§ **Objetivo**
¿Qué filas contienen la palabra "ruin", teniendo en cuenta mayúsculas y minúsculas? Indícalas copiando cada una completa.

(Filas de un conjunto de etiquetado de puntos)
= = = = = = =

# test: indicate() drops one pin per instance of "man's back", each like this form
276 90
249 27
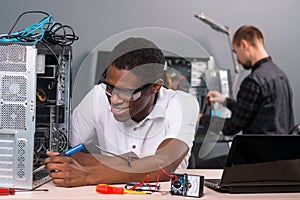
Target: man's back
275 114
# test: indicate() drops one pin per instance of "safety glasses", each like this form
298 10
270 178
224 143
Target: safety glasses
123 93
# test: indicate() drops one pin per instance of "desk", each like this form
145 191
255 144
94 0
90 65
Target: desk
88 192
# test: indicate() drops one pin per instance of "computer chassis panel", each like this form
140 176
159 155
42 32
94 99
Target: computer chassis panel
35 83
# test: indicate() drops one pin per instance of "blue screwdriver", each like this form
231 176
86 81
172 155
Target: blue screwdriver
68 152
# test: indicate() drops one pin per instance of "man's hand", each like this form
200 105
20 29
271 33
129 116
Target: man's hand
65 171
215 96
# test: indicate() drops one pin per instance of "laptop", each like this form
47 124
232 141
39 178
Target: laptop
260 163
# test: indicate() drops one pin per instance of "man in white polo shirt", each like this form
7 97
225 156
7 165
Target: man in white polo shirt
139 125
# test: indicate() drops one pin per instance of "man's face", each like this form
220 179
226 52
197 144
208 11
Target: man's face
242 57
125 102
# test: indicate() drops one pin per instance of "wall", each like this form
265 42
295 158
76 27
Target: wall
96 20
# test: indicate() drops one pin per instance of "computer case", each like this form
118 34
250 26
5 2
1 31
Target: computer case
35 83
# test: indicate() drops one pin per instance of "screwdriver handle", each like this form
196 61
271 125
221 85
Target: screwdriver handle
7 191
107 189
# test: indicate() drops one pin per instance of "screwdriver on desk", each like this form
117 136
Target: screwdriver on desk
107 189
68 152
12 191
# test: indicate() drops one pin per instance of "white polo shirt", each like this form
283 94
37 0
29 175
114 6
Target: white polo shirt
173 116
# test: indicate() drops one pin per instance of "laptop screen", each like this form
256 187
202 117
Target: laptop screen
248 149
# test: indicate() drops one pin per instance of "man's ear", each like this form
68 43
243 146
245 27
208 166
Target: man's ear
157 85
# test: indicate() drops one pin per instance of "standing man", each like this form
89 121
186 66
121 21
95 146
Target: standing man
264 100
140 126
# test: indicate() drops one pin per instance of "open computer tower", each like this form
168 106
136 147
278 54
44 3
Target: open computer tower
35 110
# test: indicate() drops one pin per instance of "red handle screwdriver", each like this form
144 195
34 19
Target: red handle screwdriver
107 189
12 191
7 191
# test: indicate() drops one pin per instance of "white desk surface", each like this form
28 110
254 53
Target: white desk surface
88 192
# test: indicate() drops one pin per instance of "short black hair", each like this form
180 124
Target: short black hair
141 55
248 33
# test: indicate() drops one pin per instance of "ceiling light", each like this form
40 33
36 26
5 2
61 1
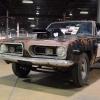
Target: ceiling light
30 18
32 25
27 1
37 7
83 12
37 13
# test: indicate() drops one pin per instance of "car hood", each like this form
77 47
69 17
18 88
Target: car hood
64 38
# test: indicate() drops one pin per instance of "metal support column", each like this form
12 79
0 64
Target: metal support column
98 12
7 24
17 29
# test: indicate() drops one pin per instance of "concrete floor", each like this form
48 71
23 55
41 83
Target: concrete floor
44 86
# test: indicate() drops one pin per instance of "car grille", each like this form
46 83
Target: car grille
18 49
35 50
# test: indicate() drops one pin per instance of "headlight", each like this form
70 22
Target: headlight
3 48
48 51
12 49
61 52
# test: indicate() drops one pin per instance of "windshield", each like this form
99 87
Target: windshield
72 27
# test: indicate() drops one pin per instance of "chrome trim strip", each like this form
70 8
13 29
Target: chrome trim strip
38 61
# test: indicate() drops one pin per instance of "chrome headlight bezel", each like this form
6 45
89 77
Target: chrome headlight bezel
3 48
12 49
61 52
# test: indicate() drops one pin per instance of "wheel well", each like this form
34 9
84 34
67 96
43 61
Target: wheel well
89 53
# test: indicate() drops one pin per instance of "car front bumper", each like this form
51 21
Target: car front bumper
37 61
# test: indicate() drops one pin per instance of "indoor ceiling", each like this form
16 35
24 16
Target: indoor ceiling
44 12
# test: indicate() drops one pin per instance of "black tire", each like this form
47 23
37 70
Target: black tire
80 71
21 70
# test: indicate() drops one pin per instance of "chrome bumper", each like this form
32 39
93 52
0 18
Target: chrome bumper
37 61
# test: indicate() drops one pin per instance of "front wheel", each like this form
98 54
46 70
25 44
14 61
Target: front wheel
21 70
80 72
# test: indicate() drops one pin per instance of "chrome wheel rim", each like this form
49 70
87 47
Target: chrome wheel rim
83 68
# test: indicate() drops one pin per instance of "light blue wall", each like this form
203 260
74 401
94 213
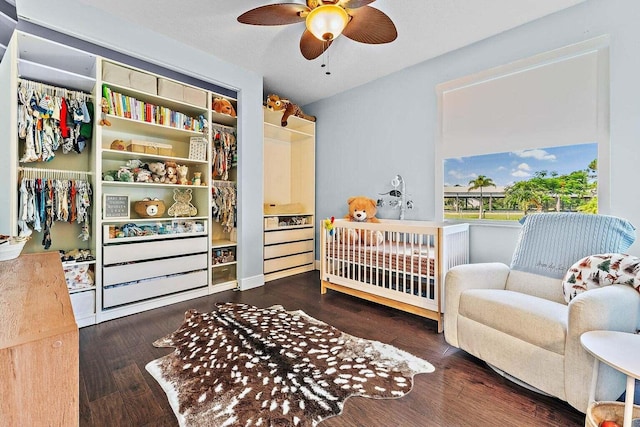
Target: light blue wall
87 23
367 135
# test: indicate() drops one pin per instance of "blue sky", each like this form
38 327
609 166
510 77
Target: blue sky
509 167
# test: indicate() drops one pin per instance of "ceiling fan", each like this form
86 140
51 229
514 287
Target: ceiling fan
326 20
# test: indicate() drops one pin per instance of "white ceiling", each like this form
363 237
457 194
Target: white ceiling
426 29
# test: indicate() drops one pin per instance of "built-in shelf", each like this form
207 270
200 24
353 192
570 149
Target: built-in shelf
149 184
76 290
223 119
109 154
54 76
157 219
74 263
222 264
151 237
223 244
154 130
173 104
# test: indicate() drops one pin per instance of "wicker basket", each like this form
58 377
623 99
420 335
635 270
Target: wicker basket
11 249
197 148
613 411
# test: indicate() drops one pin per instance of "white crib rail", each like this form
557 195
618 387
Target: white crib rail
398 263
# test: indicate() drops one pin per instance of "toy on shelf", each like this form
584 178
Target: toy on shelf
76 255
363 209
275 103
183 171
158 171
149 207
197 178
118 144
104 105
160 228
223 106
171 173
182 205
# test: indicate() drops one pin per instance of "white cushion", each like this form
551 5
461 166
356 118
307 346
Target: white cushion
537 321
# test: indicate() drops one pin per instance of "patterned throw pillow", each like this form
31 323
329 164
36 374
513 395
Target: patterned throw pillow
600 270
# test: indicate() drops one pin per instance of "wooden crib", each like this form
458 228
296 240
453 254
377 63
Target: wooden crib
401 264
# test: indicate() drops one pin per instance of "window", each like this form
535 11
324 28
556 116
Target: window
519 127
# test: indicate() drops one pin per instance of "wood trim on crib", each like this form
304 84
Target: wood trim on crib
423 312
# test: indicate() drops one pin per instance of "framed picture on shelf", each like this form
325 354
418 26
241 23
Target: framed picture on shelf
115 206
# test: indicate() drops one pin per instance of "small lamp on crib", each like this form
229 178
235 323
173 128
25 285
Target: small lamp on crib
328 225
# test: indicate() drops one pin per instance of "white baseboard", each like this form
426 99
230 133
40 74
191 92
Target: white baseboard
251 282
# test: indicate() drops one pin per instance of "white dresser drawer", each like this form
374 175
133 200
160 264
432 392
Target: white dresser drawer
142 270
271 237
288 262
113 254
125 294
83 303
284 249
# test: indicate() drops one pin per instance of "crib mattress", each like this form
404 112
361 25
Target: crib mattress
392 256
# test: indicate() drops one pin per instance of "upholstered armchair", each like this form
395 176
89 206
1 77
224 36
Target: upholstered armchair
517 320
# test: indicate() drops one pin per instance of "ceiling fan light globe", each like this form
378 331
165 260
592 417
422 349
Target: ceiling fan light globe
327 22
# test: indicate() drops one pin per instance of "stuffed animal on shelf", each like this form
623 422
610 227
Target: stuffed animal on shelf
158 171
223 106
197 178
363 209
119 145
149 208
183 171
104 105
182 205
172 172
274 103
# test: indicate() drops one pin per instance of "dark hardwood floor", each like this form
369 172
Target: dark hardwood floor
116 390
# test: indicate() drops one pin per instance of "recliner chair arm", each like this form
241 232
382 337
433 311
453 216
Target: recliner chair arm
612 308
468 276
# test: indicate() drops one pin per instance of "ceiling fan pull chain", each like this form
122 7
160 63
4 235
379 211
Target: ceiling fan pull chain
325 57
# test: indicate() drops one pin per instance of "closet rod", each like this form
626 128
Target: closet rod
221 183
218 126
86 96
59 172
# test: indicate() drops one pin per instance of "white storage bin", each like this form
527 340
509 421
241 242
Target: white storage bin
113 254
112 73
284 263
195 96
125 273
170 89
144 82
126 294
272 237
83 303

= = = = = = =

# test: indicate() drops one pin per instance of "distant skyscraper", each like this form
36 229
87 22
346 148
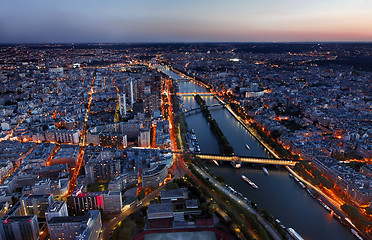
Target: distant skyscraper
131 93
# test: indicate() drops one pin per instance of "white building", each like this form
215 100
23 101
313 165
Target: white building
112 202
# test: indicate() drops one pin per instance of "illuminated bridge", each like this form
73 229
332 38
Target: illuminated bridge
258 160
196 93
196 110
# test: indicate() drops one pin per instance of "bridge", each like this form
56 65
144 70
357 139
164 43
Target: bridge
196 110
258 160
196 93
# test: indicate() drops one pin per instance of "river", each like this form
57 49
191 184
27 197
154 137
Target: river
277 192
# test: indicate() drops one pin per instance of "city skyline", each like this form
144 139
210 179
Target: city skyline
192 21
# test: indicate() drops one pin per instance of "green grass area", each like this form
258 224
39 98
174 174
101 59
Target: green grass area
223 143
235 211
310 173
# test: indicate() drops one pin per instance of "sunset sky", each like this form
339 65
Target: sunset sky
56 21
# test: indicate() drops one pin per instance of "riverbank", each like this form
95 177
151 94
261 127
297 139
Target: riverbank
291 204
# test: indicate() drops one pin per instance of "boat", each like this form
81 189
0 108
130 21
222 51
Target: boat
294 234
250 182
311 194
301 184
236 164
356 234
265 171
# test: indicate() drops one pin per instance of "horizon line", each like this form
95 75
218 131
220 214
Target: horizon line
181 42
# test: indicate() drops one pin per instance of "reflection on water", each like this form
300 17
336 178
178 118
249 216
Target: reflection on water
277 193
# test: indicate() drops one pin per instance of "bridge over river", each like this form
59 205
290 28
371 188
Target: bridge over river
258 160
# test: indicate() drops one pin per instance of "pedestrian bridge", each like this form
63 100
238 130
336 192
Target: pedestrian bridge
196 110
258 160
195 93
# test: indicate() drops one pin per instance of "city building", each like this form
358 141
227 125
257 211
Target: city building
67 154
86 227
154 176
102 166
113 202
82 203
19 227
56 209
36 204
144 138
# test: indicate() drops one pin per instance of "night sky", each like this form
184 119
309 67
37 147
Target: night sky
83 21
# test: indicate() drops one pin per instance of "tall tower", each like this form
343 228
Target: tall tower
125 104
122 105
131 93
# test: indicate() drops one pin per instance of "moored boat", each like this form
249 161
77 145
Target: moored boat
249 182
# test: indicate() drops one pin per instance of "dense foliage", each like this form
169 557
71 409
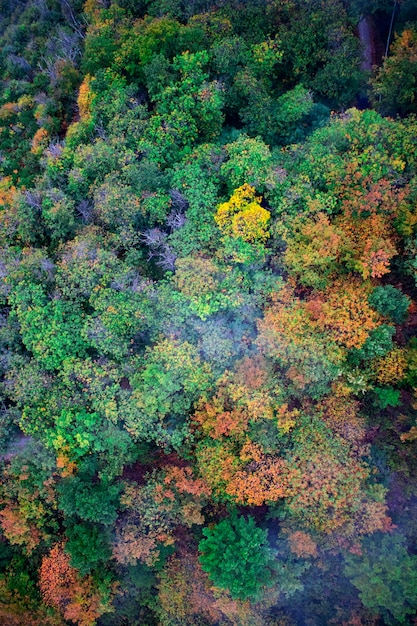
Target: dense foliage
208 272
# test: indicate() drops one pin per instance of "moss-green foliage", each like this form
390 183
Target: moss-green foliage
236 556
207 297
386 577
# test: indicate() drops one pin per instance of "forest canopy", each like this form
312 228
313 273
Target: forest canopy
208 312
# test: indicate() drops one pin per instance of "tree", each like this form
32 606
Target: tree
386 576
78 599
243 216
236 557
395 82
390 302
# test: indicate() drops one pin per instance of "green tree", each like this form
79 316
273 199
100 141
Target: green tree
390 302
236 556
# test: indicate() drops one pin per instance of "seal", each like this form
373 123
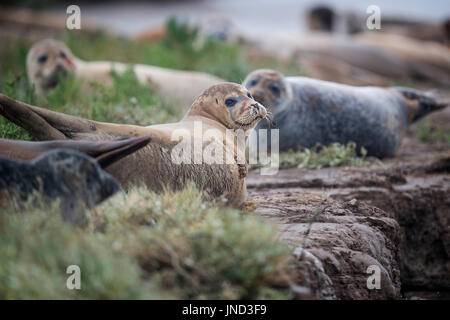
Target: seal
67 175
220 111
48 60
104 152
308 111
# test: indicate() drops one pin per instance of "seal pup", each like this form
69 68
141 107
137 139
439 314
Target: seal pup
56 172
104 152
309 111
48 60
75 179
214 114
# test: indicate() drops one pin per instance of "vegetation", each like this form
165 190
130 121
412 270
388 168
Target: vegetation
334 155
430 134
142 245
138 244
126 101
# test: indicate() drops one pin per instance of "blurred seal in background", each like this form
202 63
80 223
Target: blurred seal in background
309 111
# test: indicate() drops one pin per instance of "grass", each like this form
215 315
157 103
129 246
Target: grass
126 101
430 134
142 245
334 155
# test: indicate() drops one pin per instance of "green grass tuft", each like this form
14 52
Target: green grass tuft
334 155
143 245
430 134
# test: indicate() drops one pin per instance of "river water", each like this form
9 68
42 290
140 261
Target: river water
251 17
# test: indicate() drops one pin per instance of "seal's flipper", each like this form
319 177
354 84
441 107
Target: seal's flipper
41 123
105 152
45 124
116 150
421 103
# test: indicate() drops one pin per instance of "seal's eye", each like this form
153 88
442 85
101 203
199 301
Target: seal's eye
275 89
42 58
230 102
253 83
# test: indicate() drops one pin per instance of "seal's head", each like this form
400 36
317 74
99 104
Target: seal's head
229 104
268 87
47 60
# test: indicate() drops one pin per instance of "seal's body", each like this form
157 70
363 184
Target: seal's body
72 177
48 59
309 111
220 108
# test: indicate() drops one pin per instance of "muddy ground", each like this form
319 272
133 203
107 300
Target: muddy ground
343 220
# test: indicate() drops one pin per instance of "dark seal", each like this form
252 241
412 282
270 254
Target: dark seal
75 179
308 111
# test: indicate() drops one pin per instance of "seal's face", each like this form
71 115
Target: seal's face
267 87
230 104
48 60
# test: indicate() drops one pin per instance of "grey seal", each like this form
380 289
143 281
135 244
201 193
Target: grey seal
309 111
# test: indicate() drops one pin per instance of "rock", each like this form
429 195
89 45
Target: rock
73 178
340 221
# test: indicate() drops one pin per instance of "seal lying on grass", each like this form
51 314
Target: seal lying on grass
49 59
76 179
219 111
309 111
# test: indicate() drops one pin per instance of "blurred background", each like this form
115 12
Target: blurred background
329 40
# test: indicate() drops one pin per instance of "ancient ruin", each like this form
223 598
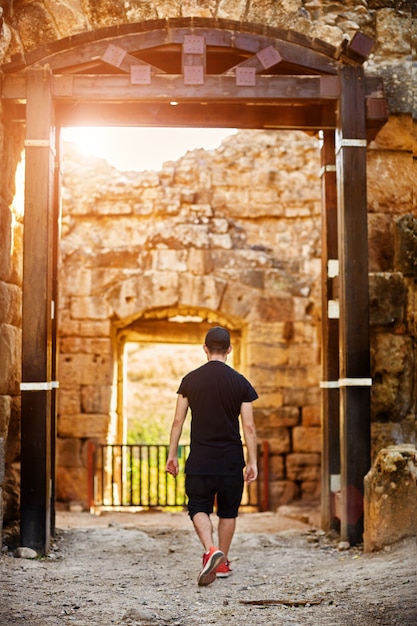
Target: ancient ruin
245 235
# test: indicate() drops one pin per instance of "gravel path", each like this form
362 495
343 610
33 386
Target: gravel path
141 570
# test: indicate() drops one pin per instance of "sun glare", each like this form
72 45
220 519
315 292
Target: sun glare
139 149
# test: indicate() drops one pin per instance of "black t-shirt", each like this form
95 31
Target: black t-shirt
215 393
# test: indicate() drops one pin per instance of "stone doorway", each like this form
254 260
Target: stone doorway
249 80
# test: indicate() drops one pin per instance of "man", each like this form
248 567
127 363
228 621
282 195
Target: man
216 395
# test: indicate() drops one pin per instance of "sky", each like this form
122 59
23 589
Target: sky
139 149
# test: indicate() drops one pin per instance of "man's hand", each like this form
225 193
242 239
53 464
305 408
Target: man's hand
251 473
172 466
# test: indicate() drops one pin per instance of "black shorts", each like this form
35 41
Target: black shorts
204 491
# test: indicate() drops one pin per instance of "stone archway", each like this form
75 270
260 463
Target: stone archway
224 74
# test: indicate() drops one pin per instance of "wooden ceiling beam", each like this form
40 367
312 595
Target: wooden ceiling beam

= = = = = = =

§ **Solución**
# test: indicate() drops one pin per instance of "ancient ruin", each like this form
Target: ancient ruin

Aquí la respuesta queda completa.